Saved entries
Start of Block

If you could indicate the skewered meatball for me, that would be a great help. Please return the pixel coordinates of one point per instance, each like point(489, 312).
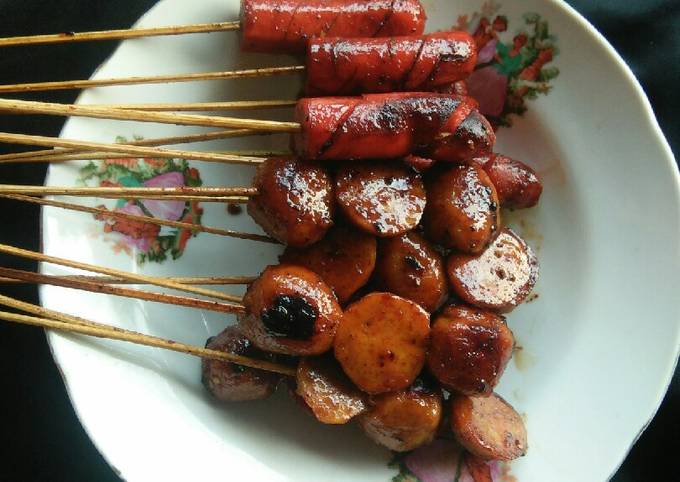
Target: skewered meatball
point(290, 310)
point(469, 349)
point(295, 201)
point(230, 382)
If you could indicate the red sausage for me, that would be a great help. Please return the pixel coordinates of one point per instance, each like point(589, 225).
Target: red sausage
point(349, 66)
point(385, 126)
point(285, 26)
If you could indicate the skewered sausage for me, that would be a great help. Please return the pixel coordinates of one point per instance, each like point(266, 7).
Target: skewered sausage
point(230, 382)
point(327, 391)
point(380, 198)
point(498, 279)
point(294, 203)
point(409, 266)
point(404, 420)
point(290, 310)
point(488, 427)
point(462, 209)
point(385, 126)
point(517, 184)
point(285, 26)
point(381, 342)
point(469, 349)
point(350, 66)
point(344, 258)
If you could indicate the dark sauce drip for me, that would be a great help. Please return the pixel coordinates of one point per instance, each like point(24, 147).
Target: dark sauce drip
point(290, 316)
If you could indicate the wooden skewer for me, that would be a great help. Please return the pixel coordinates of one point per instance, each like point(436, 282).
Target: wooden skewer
point(79, 325)
point(164, 141)
point(187, 280)
point(153, 152)
point(119, 34)
point(105, 213)
point(152, 280)
point(50, 108)
point(107, 289)
point(151, 79)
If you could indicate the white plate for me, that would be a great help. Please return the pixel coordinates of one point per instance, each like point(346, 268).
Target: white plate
point(600, 342)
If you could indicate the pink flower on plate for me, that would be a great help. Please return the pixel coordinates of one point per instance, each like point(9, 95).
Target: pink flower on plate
point(170, 210)
point(490, 88)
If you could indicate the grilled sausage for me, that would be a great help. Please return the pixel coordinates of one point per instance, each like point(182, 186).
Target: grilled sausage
point(285, 26)
point(230, 382)
point(290, 310)
point(469, 349)
point(350, 66)
point(386, 126)
point(410, 267)
point(488, 427)
point(517, 184)
point(344, 258)
point(379, 198)
point(294, 203)
point(403, 420)
point(498, 279)
point(327, 391)
point(381, 342)
point(462, 209)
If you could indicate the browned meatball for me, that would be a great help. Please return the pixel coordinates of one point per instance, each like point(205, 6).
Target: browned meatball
point(469, 349)
point(295, 201)
point(290, 310)
point(498, 279)
point(409, 266)
point(381, 342)
point(403, 420)
point(344, 259)
point(230, 382)
point(383, 199)
point(327, 391)
point(462, 209)
point(488, 427)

End of Block

**Problem statement**:
When a line in the data contains "help", return it as written.

**Answer for the task**:
If you could indicate the skewered meatball for me, that would be a great help. Please return the pixel coordinates of one point per instance, each like point(489, 312).
If you could indicate the red sausage for me, that would be a great help. Please return the pixel coordinates of one point per instance, each like point(589, 225).
If you could indicate the skewered sausage for me, that would be a great help. Please return the pixel coordinates of one point per instance, each like point(266, 7).
If you could indicate the dark sauce drip for me, that would be a great help. Please return the pixel coordinates of one point per instance, each like point(24, 147).
If you could indicate the wooden skewer for me, that would be a great help. Please return the pixel coordinates of one point per instance, each like point(436, 282).
If you could indicate the white plate for me, that would be a great help. Please return the pixel coordinates of one point per instance, each like point(346, 268).
If you could indicate the pink flower on plate for me, that would be a great help. Please return the pixel coordinates of one point per instance, each like point(9, 95).
If you could indicate the grilled sausage for me, that would be a great help. Please return the pixel coordinates of one point per instance, each like point(182, 186).
If you could indicate the browned meatball for me, that would be a great help. Please return the pixel coordinates of one point per instance, each like point(205, 6).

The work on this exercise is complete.